* [EXERCISE AIM]:
Copy every line, leaving nothing out and adding nothing.

====

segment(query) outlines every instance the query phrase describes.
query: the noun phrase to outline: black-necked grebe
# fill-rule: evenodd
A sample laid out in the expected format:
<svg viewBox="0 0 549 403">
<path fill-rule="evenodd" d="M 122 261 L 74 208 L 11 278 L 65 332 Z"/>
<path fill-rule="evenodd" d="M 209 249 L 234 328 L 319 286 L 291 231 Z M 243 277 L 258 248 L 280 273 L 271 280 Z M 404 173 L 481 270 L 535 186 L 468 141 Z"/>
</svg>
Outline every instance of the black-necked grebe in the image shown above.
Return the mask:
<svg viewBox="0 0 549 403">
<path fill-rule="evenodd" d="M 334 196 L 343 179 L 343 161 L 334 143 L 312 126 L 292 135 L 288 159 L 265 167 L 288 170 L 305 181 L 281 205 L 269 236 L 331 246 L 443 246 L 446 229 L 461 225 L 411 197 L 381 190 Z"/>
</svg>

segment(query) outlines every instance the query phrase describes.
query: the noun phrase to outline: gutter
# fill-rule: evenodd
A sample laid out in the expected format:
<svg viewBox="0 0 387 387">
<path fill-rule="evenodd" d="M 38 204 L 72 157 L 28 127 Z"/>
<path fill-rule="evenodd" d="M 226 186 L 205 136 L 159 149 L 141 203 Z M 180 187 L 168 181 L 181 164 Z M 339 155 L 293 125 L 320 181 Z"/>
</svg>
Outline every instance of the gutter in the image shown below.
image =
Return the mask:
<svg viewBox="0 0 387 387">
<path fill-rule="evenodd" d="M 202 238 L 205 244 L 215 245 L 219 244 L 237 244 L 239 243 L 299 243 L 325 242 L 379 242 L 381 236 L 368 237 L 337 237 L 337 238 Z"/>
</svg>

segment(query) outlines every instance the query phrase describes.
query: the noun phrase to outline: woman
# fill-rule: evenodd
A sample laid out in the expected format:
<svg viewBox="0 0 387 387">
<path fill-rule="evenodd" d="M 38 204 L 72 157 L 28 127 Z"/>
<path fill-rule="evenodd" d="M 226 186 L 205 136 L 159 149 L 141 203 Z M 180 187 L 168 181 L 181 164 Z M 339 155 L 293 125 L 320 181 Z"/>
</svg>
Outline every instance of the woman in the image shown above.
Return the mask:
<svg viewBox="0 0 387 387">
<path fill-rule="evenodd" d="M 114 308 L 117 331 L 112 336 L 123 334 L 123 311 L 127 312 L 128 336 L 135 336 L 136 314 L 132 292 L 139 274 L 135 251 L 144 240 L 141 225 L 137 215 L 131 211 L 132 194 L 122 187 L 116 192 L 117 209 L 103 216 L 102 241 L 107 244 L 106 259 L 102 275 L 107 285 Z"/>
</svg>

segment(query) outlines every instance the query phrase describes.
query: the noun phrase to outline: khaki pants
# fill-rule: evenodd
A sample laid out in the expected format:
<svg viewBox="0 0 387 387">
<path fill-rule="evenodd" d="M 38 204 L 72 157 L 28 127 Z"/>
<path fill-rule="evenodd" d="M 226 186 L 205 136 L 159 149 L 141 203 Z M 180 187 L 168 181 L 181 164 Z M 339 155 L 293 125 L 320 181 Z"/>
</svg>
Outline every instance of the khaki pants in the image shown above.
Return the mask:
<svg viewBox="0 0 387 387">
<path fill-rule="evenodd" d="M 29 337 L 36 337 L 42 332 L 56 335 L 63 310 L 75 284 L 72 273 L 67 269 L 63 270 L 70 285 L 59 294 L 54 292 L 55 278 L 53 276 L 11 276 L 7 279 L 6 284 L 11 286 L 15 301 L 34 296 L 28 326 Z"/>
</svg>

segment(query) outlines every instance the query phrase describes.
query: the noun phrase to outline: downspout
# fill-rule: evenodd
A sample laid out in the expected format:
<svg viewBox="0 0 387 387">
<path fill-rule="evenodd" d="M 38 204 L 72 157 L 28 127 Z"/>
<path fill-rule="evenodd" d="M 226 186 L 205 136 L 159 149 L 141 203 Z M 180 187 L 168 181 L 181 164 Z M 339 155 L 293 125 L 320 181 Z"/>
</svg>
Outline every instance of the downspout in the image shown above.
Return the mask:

====

* [ANSWER TO THIS PROBLEM]:
segment(query) outlines every instance the query phrase describes.
query: the noun phrase to outline: black-necked grebe
# fill-rule: evenodd
A sample laid out in the expected format:
<svg viewBox="0 0 549 403">
<path fill-rule="evenodd" d="M 122 261 L 74 208 L 11 278 L 65 332 Z"/>
<path fill-rule="evenodd" d="M 209 249 L 234 328 L 319 286 L 291 231 Z M 243 277 L 258 248 L 280 273 L 271 280 Z M 404 173 L 481 270 L 535 186 L 468 141 Z"/>
</svg>
Outline every instance of the black-necked grebe in the image shown above.
Return the mask:
<svg viewBox="0 0 549 403">
<path fill-rule="evenodd" d="M 334 196 L 343 179 L 343 161 L 334 143 L 312 126 L 292 135 L 288 159 L 265 167 L 288 170 L 305 181 L 281 205 L 269 236 L 331 246 L 443 246 L 446 229 L 461 225 L 411 197 L 381 190 Z"/>
</svg>

segment(query) outlines every instance the query phrase describes.
query: the noun phrase to outline: gutter
# fill-rule: evenodd
A sample laid out in the expected format:
<svg viewBox="0 0 387 387">
<path fill-rule="evenodd" d="M 38 204 L 72 157 L 28 127 Z"/>
<path fill-rule="evenodd" d="M 226 186 L 205 136 L 159 149 L 141 203 Z M 180 187 L 168 181 L 181 164 Z M 339 155 L 293 125 L 320 181 Z"/>
</svg>
Outline every instance of the gutter in the image shown below.
image =
Return the mask:
<svg viewBox="0 0 387 387">
<path fill-rule="evenodd" d="M 202 238 L 205 244 L 215 245 L 219 244 L 237 244 L 239 243 L 299 243 L 325 242 L 379 242 L 381 236 L 368 237 L 337 237 L 337 238 Z"/>
</svg>

segment(query) outlines every instance the query phrase describes.
query: the noun phrase to outline: woman
# fill-rule: evenodd
A sample laid out in the expected format:
<svg viewBox="0 0 387 387">
<path fill-rule="evenodd" d="M 38 204 L 72 157 L 28 127 Z"/>
<path fill-rule="evenodd" d="M 226 186 L 205 136 L 159 149 L 141 203 Z M 180 187 L 168 181 L 181 164 Z M 339 155 L 293 125 L 320 181 Z"/>
</svg>
Outline every instance of the woman in the image shown above.
Return the mask:
<svg viewBox="0 0 387 387">
<path fill-rule="evenodd" d="M 114 308 L 117 331 L 112 336 L 123 334 L 123 311 L 127 312 L 128 336 L 135 336 L 136 314 L 132 292 L 139 274 L 135 251 L 144 240 L 141 225 L 137 215 L 131 211 L 132 194 L 122 187 L 116 192 L 117 209 L 103 216 L 102 241 L 107 244 L 106 259 L 102 275 L 107 285 Z"/>
</svg>

segment(query) outlines every instance the query phrase describes.
query: the noun phrase to outline: khaki pants
# fill-rule: evenodd
A sample laid out in the expected format:
<svg viewBox="0 0 387 387">
<path fill-rule="evenodd" d="M 38 204 L 72 157 L 28 127 Z"/>
<path fill-rule="evenodd" d="M 226 186 L 205 136 L 159 149 L 141 203 Z M 180 187 L 168 181 L 181 164 Z M 339 155 L 293 125 L 320 181 Z"/>
</svg>
Outline every instance of the khaki pants in the image shown above.
Return the mask:
<svg viewBox="0 0 387 387">
<path fill-rule="evenodd" d="M 29 337 L 36 337 L 42 332 L 56 335 L 63 310 L 75 284 L 72 273 L 67 269 L 63 270 L 70 285 L 59 294 L 54 292 L 55 278 L 53 276 L 11 276 L 7 279 L 6 284 L 11 286 L 15 301 L 34 296 L 28 326 Z"/>
</svg>

segment(query) outlines every instance the query phrase describes.
query: the noun phrase to outline: downspout
# fill-rule: evenodd
A sample laid out in the expected format:
<svg viewBox="0 0 387 387">
<path fill-rule="evenodd" d="M 38 204 L 72 157 L 28 127 Z"/>
<path fill-rule="evenodd" d="M 226 186 L 205 136 L 159 149 L 141 203 Z M 180 187 L 168 181 L 181 164 Z M 339 155 L 293 125 L 320 181 Z"/>
</svg>
Outline every instance of the downspout in the image shown above.
Return the mask:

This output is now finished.